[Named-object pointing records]
########

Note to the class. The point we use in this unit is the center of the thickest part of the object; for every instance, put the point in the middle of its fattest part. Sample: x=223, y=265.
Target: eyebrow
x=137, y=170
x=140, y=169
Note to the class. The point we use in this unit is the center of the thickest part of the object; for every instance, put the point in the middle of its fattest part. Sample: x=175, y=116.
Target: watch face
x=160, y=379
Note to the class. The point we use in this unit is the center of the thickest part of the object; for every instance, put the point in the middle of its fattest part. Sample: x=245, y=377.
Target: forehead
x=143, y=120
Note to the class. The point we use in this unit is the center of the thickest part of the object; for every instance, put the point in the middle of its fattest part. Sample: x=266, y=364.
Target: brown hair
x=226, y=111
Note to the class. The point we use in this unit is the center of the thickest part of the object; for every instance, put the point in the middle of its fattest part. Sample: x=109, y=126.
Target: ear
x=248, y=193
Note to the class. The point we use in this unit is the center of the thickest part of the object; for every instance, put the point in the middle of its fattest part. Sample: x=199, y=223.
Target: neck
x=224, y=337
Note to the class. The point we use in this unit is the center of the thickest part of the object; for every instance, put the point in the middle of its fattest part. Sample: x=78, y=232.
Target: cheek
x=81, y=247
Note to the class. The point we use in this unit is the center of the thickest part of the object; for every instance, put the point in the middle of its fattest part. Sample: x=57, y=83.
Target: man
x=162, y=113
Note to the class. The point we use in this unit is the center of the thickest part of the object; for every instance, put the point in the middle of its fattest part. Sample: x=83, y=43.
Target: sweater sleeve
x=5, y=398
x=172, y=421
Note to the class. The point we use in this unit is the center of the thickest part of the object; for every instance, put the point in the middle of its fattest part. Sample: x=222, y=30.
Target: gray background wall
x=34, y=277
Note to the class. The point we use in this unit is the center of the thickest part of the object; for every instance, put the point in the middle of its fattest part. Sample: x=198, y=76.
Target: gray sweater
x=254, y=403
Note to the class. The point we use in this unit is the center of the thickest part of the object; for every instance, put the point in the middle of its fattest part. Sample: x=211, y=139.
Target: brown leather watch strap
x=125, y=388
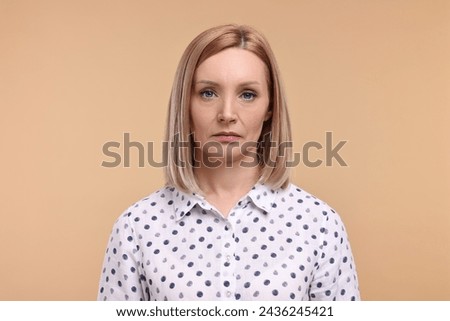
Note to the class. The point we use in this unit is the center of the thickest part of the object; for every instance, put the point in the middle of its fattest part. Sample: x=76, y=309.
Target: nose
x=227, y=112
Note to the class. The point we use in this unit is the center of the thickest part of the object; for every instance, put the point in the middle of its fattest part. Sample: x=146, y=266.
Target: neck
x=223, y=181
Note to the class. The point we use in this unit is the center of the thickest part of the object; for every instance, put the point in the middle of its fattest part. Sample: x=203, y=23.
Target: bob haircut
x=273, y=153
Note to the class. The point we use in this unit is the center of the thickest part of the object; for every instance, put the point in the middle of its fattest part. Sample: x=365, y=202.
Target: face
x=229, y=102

########

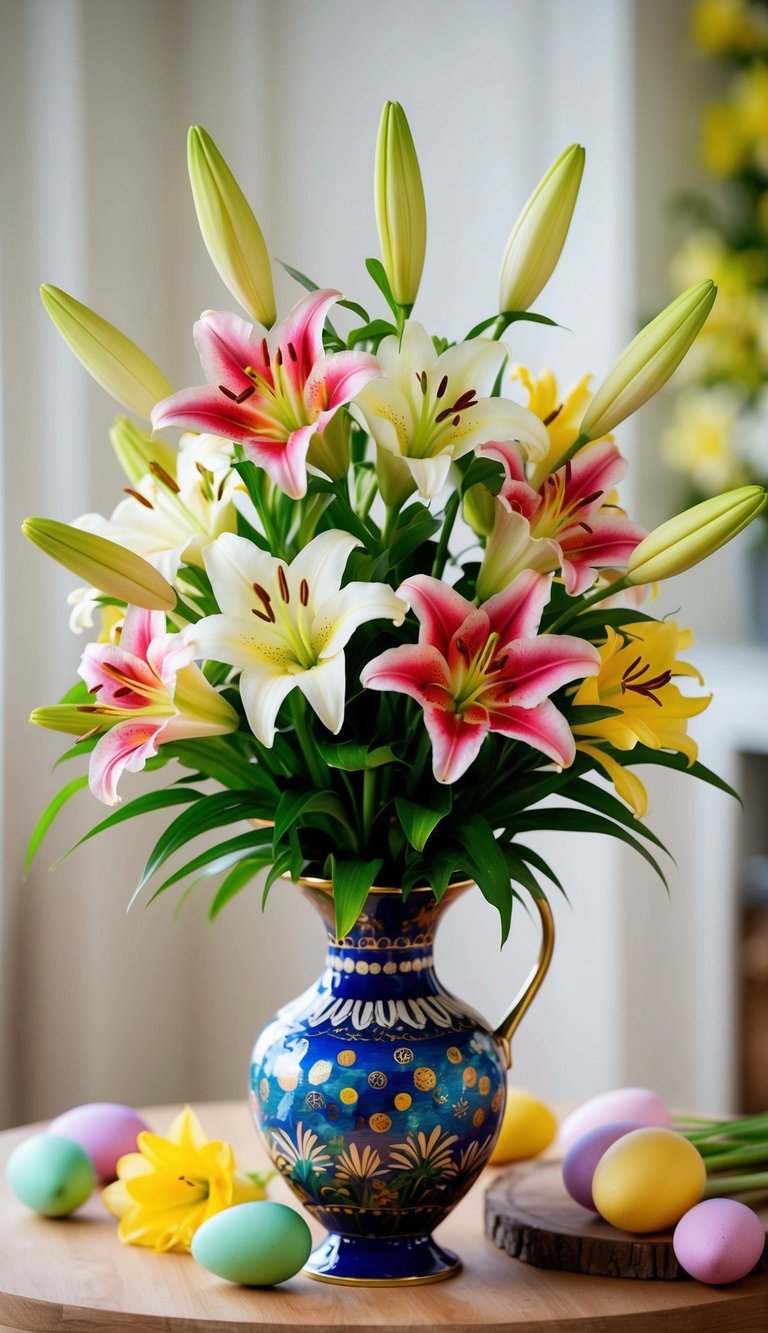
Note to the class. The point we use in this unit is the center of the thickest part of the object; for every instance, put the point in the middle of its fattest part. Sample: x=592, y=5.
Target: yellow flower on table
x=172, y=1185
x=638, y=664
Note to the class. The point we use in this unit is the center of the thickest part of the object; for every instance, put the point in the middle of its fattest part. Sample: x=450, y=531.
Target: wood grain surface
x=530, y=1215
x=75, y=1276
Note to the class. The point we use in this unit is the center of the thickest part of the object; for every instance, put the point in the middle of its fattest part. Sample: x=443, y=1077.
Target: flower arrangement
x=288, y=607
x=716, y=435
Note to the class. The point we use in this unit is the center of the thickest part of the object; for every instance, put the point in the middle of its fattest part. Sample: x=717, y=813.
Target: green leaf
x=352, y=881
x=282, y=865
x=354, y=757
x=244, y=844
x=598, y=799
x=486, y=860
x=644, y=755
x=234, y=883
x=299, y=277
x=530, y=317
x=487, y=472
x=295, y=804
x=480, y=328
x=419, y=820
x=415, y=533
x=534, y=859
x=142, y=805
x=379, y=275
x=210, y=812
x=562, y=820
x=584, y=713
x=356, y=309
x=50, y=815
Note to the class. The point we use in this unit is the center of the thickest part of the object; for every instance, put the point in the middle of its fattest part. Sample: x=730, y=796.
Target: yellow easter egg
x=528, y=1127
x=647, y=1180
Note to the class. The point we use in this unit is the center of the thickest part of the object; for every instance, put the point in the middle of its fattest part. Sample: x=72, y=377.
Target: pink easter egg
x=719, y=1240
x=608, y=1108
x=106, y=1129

########

TASK:
Copy out only the part of the records that opens with the line containing "Sample: x=175, y=116." and closes with the line containing "x=160, y=379", substituting "clock face" for "watch face" and keeping everything else the same.

ANSWER FOR THE TASK:
Note to the class. The point we use in this unit is the center of the thickest part of the object; for every instance, put the point in the middle of its fattest part. Sample: x=175, y=116.
Target: clock face
x=160, y=379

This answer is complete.